WHAT IS BEING ASKED —
Your task is to return the line containing "Put one marker on each instance of the snow-covered" and each line after it through the end of the entries, exactly, with no other lines.

━━ DATA PROVIDED

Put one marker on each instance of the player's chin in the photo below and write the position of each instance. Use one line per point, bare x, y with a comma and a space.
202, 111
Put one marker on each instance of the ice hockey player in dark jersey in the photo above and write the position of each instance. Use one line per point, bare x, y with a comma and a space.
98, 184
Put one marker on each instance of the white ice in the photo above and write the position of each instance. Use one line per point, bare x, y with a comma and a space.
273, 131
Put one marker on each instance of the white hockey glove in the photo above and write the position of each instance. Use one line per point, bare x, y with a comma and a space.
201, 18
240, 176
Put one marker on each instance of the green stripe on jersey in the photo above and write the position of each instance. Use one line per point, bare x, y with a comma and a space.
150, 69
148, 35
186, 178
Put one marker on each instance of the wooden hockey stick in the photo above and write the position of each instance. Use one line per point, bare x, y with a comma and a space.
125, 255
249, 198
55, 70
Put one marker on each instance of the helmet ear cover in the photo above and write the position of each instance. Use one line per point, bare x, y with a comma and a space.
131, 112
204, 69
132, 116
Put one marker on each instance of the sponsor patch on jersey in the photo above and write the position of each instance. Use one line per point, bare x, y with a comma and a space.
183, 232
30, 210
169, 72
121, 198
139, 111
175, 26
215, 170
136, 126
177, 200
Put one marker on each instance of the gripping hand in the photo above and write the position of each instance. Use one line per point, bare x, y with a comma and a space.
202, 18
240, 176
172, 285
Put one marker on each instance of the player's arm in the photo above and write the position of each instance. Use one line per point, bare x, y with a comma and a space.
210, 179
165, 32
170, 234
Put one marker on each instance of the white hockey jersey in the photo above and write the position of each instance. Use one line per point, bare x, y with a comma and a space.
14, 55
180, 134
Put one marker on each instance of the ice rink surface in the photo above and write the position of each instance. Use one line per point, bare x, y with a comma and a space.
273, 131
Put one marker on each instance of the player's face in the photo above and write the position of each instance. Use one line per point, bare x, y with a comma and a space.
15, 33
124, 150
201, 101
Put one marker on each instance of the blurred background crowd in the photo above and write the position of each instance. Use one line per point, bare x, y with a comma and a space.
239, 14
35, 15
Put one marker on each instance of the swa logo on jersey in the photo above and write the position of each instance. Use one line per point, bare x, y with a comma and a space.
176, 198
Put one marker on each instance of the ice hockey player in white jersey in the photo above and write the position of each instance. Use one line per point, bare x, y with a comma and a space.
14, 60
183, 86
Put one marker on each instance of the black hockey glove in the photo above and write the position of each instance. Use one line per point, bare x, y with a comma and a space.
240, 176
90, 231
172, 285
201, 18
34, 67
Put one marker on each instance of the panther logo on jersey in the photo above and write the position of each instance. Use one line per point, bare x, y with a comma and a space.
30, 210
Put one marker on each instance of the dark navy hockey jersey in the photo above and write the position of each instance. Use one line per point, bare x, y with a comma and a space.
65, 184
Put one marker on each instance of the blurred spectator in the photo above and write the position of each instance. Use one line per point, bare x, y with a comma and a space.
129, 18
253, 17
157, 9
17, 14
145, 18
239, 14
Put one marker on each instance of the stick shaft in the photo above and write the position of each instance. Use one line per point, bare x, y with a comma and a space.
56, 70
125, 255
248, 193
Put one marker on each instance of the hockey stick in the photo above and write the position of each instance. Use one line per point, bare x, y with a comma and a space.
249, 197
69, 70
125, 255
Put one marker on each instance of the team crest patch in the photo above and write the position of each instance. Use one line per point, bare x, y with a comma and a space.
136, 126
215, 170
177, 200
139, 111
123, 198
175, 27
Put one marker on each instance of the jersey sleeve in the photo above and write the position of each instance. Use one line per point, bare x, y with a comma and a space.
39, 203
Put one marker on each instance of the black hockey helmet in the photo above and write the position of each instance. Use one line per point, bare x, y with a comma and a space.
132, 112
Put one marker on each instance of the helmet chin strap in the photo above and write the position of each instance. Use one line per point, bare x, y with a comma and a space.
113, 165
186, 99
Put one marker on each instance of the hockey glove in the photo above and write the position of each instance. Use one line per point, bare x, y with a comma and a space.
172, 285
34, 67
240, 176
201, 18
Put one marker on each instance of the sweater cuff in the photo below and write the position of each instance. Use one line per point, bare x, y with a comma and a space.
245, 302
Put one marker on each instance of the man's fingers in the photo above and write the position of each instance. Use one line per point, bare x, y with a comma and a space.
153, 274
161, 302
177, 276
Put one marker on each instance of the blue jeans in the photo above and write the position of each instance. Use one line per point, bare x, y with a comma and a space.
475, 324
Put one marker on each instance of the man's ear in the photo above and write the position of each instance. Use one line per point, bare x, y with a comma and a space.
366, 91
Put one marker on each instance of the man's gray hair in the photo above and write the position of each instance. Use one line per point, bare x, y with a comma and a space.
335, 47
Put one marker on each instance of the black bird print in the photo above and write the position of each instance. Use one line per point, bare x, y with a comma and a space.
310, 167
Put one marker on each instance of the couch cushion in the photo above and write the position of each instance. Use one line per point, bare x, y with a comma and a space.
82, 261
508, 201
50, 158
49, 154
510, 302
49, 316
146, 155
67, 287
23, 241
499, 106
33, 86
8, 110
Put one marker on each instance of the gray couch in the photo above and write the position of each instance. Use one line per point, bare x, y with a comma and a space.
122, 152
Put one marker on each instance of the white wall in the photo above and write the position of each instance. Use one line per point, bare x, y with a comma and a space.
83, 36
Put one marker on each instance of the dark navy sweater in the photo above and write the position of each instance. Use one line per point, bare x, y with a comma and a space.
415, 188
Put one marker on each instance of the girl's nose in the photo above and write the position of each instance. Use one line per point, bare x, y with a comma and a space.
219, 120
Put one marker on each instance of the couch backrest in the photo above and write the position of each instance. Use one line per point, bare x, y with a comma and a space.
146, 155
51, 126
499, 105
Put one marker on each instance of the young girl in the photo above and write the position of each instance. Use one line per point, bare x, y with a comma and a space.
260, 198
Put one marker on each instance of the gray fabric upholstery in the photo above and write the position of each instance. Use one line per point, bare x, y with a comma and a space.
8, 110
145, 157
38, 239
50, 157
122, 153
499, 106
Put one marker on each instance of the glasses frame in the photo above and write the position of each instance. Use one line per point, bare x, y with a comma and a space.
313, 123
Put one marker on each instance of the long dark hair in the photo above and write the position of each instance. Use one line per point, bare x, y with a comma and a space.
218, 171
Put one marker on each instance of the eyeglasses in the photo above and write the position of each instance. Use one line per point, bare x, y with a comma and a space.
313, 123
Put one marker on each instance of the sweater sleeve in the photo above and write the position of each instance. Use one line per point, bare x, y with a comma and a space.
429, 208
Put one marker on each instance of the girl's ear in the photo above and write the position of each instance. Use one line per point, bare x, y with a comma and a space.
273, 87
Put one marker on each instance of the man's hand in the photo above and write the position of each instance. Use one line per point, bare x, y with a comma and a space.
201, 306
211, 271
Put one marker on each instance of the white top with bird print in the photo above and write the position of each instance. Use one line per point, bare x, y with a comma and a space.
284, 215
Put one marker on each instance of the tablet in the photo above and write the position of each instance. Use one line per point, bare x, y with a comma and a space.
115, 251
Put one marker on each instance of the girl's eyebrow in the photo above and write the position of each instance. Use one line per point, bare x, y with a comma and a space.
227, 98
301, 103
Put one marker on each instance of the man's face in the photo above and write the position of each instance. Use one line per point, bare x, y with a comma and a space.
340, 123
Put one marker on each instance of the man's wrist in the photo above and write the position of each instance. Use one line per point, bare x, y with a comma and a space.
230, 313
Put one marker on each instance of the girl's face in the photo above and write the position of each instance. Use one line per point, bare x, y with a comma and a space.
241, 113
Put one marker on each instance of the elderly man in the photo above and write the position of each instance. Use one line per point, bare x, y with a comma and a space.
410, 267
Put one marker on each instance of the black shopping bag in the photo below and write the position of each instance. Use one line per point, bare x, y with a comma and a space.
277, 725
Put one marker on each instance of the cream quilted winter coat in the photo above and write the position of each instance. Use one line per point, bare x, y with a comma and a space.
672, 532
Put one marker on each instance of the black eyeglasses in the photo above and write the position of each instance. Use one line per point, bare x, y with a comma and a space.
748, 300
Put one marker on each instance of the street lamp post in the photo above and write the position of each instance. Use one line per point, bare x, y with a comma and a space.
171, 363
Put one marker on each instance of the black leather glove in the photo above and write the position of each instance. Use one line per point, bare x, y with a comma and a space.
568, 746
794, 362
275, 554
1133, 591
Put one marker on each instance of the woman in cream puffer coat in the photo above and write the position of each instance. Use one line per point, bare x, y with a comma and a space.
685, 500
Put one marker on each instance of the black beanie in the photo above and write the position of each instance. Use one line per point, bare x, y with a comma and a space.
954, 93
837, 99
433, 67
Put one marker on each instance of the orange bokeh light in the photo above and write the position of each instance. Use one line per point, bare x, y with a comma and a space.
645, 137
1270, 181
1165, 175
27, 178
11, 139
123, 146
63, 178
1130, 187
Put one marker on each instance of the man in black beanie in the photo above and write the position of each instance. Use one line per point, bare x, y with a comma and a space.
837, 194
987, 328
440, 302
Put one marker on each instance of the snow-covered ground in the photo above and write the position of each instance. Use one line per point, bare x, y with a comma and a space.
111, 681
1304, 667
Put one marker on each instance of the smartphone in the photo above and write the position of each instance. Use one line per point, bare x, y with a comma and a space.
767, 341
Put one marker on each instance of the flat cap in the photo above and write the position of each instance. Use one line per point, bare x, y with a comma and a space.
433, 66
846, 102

━━━━

FINISHED TASK —
Put one marker on each instance of the snow-covered ground in the photo above and write the position of each instance. Use one line per point, bare x, y with a comma and a space.
111, 681
1304, 667
Put one marker on each instance of the smartphone in the photo above and write the position of each instance. Use one line per point, bare x, y with a comma and a space.
767, 341
Put one marker on each instance of the flat cap in the photo above and write the position of each instance. Use one line per point, bare x, y with a comma and a space.
433, 66
846, 102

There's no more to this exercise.